--- How to complete this task ---
Take the material below from its first line through the line containing "point_to MUST place one pin on each instance of the wet" and, please, write those lines again exactly.
● ● ● ●
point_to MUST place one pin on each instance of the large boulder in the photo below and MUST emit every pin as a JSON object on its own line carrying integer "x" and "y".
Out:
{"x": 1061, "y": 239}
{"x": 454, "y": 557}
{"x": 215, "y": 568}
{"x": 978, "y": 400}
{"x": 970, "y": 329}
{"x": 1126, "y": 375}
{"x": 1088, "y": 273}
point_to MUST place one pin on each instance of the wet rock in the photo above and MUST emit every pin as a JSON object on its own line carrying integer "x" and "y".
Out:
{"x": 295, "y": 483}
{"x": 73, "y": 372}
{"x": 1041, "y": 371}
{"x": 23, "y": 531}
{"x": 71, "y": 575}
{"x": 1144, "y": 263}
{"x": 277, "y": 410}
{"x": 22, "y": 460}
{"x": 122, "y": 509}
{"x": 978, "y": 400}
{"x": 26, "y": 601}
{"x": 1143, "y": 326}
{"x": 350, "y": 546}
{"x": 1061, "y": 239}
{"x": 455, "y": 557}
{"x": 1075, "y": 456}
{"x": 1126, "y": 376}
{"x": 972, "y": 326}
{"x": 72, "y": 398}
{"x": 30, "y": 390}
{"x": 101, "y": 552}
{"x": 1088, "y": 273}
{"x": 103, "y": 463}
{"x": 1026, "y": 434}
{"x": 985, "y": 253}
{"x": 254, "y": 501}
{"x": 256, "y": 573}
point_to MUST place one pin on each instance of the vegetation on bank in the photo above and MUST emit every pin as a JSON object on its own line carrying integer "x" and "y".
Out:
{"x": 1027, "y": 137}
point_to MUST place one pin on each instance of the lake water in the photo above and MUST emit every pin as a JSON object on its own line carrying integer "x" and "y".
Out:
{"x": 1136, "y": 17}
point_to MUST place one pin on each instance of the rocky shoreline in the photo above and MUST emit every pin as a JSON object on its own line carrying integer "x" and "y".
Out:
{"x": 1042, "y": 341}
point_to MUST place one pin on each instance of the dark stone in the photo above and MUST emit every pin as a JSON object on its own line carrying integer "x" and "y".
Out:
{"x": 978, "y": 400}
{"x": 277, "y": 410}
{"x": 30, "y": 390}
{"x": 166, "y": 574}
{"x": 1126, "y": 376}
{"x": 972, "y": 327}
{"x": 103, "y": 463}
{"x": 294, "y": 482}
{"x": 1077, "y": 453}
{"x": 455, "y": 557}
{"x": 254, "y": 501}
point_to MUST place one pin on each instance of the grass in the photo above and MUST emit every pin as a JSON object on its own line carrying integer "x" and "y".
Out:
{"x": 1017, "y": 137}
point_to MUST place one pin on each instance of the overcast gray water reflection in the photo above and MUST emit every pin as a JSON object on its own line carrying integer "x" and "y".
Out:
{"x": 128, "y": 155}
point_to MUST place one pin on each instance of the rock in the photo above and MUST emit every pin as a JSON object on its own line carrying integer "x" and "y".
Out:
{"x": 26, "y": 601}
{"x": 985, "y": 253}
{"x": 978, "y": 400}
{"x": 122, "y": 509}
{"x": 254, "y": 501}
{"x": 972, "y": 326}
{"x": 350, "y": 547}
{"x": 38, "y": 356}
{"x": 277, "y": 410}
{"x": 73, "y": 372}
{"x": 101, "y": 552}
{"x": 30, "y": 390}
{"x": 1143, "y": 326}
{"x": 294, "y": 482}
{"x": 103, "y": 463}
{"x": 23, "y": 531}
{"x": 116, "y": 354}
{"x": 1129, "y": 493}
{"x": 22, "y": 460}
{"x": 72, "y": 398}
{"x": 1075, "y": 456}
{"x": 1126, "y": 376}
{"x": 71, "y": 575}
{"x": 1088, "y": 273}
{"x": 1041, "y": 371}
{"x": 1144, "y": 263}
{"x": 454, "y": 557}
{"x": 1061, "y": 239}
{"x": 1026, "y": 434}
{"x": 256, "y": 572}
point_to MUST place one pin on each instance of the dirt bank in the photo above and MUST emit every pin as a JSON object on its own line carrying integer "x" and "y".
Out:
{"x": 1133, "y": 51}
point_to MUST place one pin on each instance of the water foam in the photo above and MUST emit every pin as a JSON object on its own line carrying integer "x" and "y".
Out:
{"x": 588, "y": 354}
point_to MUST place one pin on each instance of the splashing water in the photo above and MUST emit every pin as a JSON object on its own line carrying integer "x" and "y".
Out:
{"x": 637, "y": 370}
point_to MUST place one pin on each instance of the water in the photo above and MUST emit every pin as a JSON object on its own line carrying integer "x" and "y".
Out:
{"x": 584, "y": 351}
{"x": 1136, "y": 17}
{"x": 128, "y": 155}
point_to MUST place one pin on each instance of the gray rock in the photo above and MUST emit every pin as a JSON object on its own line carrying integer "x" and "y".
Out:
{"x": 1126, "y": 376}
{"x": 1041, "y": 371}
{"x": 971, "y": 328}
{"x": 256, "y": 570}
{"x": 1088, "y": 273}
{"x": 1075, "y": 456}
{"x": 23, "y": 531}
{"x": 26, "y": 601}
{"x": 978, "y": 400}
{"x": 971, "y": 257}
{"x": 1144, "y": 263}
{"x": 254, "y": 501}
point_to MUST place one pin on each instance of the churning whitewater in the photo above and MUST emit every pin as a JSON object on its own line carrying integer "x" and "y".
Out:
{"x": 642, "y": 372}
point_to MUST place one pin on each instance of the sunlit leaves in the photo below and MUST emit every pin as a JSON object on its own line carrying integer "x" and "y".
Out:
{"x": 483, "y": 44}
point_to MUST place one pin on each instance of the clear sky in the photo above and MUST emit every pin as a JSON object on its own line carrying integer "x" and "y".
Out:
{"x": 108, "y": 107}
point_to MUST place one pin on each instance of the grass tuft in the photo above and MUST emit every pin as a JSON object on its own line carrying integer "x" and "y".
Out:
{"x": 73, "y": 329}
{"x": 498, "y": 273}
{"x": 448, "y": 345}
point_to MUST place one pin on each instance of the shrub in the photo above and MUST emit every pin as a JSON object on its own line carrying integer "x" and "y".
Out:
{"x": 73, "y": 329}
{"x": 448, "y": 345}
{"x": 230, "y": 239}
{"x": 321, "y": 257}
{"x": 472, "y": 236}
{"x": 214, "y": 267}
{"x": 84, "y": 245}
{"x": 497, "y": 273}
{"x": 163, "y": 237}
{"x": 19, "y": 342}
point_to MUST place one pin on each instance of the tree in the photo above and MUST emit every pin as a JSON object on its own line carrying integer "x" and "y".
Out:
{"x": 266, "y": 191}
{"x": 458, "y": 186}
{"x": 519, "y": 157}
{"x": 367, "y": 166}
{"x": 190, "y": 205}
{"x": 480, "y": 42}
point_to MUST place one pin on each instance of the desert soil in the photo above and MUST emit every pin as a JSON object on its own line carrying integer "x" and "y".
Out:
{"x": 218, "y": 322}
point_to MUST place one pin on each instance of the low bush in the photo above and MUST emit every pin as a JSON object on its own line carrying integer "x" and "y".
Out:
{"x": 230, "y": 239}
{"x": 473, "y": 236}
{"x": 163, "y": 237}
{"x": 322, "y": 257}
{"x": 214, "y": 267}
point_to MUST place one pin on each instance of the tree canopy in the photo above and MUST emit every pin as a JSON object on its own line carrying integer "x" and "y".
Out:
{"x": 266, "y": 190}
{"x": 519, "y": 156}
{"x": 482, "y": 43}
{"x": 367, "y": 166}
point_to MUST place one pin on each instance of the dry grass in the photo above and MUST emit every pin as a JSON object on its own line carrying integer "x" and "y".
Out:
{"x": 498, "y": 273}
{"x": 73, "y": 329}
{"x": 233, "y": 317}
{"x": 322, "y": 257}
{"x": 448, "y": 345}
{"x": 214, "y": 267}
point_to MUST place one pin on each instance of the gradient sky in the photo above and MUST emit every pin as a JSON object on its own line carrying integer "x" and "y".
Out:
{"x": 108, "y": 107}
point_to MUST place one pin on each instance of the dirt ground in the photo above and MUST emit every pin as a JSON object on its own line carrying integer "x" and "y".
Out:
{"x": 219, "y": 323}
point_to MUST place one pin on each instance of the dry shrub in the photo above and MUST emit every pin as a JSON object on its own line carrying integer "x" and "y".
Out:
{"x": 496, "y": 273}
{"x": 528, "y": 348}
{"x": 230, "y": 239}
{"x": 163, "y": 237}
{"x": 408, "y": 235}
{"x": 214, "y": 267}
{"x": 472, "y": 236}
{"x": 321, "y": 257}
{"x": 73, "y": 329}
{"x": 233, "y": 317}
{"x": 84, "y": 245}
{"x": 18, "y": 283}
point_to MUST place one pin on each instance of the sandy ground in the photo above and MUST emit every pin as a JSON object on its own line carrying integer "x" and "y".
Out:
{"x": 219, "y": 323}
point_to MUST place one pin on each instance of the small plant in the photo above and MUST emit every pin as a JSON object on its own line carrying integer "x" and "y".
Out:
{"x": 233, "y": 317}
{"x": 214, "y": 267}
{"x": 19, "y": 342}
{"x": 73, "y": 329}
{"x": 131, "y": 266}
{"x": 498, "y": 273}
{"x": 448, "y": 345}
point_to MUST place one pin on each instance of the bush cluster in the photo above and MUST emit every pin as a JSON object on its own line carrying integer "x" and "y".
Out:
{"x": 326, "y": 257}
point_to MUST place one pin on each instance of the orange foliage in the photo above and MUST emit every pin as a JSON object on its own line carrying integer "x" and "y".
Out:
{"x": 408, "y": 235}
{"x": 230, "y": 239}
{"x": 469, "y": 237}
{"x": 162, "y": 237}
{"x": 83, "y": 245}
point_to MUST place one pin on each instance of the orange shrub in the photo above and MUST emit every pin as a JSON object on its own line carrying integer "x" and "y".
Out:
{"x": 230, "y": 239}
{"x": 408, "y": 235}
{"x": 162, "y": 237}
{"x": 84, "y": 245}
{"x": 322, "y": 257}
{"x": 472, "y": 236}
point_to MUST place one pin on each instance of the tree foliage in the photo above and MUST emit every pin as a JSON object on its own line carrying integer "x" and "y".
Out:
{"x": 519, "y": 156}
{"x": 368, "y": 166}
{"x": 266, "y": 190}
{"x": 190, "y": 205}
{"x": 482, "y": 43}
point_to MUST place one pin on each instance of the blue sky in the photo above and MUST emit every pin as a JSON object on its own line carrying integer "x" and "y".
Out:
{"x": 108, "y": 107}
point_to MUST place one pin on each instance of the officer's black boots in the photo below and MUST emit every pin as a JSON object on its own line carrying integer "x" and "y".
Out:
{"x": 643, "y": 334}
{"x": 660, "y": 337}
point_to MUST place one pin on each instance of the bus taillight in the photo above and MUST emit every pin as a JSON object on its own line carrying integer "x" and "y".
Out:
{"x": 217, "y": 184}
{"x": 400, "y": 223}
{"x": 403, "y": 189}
● ● ● ●
--- Finished exercise ---
point_to MUST place one pin on each instance of the large boulder in the photo below and MUST emit every pin as a JSON object on its own line carrying integer "x" and "y".
Out:
{"x": 1061, "y": 239}
{"x": 454, "y": 557}
{"x": 215, "y": 568}
{"x": 978, "y": 400}
{"x": 970, "y": 329}
{"x": 1126, "y": 375}
{"x": 1088, "y": 273}
point_to MUST place one pin on each instance of the wet rock in the photo above and MUST emit every pin as a JSON object on its own line carrying integer "x" and "y".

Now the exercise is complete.